### [Request]
Reproduce the material below word for word, starting with its first line and continuing through the line that contains "pixel 572 534", including both of those lines. Leave the pictures out of your copy.

'''

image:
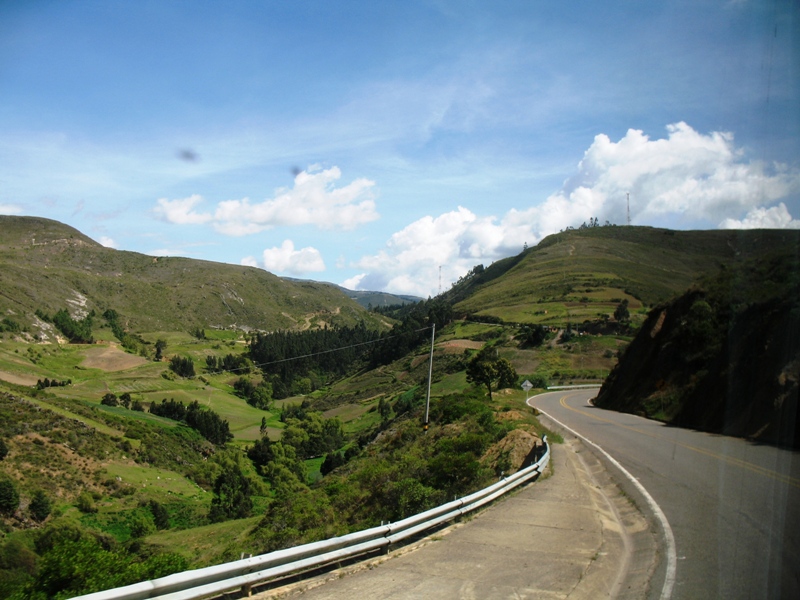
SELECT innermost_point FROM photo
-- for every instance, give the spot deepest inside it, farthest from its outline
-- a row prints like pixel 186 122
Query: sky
pixel 392 146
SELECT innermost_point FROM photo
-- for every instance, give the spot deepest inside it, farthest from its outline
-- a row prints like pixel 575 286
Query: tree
pixel 261 453
pixel 621 313
pixel 231 496
pixel 160 515
pixel 506 374
pixel 385 409
pixel 161 345
pixel 532 336
pixel 481 371
pixel 40 506
pixel 9 497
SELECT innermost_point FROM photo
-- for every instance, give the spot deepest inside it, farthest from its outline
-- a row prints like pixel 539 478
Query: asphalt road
pixel 732 506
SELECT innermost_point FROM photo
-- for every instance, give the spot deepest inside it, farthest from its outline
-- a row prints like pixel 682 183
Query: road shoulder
pixel 572 534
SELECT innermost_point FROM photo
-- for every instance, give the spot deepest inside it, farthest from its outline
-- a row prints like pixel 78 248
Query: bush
pixel 85 503
pixel 9 497
pixel 40 506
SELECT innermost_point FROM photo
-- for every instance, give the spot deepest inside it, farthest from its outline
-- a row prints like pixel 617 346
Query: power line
pixel 282 360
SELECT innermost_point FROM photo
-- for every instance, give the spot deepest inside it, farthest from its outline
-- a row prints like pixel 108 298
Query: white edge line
pixel 672 561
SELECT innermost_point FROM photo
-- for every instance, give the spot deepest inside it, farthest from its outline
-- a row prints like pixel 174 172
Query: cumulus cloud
pixel 313 200
pixel 777 217
pixel 10 209
pixel 181 212
pixel 687 178
pixel 285 259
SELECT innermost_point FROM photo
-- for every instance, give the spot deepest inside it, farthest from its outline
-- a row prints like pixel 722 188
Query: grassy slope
pixel 580 274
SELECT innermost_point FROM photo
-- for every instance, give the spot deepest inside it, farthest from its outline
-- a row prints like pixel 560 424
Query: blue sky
pixel 371 143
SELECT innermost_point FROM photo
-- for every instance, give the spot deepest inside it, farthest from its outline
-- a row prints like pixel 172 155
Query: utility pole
pixel 628 194
pixel 430 375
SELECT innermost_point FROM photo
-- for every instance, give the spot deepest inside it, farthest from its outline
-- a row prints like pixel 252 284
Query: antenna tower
pixel 628 194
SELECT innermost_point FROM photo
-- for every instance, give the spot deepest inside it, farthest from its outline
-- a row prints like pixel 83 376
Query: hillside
pixel 723 357
pixel 48 266
pixel 581 274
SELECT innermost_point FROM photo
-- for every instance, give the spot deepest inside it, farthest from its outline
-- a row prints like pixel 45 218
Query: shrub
pixel 40 506
pixel 85 503
pixel 9 497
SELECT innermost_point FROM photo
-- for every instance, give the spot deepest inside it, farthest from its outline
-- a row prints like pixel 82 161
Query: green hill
pixel 48 266
pixel 582 274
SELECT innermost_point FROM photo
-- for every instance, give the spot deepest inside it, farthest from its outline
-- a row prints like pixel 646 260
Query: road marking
pixel 787 479
pixel 669 577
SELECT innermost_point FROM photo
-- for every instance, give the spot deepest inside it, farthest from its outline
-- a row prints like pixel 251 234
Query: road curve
pixel 733 506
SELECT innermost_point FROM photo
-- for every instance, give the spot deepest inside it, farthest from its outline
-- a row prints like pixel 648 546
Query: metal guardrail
pixel 247 572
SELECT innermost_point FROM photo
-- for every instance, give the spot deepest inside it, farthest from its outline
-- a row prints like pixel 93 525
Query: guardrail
pixel 247 572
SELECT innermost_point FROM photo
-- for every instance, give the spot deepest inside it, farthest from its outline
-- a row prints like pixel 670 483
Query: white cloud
pixel 455 241
pixel 353 282
pixel 285 259
pixel 181 212
pixel 10 209
pixel 777 217
pixel 314 200
pixel 688 177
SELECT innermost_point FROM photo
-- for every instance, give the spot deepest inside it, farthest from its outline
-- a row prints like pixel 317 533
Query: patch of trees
pixel 46 383
pixel 182 366
pixel 233 363
pixel 314 354
pixel 309 433
pixel 232 495
pixel 130 341
pixel 110 399
pixel 412 332
pixel 258 394
pixel 621 313
pixel 65 560
pixel 205 421
pixel 76 331
pixel 10 325
pixel 532 336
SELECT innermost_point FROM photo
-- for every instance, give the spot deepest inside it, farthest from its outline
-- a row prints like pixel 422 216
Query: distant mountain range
pixel 47 266
pixel 369 299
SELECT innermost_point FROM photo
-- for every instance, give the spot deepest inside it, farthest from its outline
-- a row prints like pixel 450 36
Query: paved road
pixel 733 506
pixel 571 534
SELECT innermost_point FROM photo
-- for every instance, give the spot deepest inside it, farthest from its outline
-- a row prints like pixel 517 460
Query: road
pixel 732 506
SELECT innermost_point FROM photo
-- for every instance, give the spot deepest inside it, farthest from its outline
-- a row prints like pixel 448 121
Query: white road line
pixel 669 577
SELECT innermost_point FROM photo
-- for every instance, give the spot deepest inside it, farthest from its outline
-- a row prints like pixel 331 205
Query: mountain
pixel 47 266
pixel 581 274
pixel 369 299
pixel 723 357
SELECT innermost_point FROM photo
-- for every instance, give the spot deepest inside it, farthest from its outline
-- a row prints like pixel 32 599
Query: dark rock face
pixel 724 357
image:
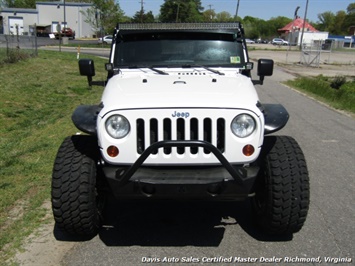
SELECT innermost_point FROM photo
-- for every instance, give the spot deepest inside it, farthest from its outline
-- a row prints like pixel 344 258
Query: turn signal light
pixel 248 150
pixel 112 151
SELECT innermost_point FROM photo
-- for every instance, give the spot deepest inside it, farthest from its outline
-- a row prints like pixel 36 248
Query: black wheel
pixel 281 199
pixel 75 203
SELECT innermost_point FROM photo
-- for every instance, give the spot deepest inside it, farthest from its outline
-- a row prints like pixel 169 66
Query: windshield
pixel 176 49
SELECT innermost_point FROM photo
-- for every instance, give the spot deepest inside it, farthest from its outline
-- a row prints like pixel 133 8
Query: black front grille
pixel 153 130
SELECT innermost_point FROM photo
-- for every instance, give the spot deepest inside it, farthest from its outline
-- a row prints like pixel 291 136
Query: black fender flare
pixel 84 118
pixel 276 117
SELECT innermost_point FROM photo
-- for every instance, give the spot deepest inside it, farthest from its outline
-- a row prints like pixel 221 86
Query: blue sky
pixel 264 9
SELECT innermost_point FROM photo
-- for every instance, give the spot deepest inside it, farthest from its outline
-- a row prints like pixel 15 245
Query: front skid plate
pixel 192 183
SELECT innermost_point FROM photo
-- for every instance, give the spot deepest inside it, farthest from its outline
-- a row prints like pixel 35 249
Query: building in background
pixel 47 15
pixel 293 32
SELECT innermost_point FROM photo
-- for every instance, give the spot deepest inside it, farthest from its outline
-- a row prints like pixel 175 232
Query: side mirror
pixel 265 68
pixel 87 68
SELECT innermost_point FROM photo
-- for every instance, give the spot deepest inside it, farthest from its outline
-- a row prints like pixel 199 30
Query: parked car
pixel 105 40
pixel 65 32
pixel 279 41
pixel 180 119
pixel 261 41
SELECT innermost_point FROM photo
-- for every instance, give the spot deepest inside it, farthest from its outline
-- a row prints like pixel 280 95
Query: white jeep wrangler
pixel 180 119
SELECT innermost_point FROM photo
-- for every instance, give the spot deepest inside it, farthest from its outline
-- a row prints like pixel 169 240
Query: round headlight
pixel 243 125
pixel 117 126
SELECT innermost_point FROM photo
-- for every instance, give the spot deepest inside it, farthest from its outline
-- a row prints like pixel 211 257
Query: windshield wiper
pixel 161 72
pixel 207 68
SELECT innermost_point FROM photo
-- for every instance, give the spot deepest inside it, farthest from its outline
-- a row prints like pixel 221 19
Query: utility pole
pixel 142 10
pixel 304 24
pixel 210 12
pixel 236 11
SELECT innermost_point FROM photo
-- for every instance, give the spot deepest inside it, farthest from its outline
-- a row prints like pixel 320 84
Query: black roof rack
pixel 179 26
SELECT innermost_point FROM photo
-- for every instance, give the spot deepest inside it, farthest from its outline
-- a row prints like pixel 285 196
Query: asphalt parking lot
pixel 328 63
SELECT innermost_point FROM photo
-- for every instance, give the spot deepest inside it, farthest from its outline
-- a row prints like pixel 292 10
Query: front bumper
pixel 223 182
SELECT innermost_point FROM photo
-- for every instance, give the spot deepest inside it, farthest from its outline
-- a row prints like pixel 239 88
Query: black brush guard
pixel 225 181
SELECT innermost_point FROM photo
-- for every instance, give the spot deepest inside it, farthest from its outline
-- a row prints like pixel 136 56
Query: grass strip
pixel 38 96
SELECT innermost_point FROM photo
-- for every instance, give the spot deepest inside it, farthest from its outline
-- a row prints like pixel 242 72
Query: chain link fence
pixel 15 47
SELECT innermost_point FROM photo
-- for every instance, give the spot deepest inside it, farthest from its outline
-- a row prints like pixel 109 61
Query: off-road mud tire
pixel 282 190
pixel 74 193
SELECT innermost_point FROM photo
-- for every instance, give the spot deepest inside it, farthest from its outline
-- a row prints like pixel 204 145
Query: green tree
pixel 224 16
pixel 142 17
pixel 181 11
pixel 209 15
pixel 326 21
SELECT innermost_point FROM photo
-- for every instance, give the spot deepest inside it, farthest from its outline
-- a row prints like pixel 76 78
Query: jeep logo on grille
pixel 180 114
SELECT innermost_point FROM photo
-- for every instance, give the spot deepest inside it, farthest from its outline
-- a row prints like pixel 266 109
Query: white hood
pixel 178 90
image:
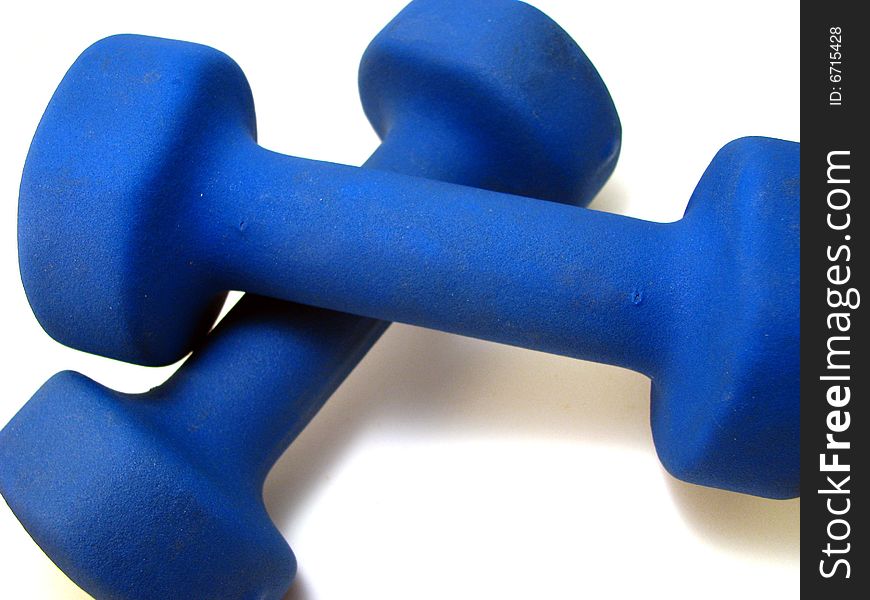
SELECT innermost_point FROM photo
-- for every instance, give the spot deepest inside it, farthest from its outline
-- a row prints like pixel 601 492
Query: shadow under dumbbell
pixel 299 590
pixel 429 383
pixel 739 522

'''

### [Reply to the task]
image:
SELECT innermost_point FROM photo
-- for every instance, give the spot deepest inside it, farthest from its outline
-- a row prints like pixel 186 122
Query: sky
pixel 392 146
SELECT innermost_point FROM photo
-- for every instance, give the spot deepest inside it, farthest from its outline
-- a row prints like pixel 575 286
Query: tree
pixel 261 453
pixel 621 313
pixel 231 496
pixel 160 515
pixel 506 374
pixel 385 409
pixel 161 345
pixel 532 336
pixel 481 371
pixel 40 506
pixel 9 497
SELECT innermost_point FROM photo
-- for every instance, give the spot deepest inside it, farthest from its outline
-- a row prints like pixel 539 478
Query: asphalt road
pixel 732 506
SELECT innermost_point FROM photo
-- for every instance, give the spot deepest inside it, farthest from its outline
-- a row prints like pixel 682 183
Query: road shoulder
pixel 572 534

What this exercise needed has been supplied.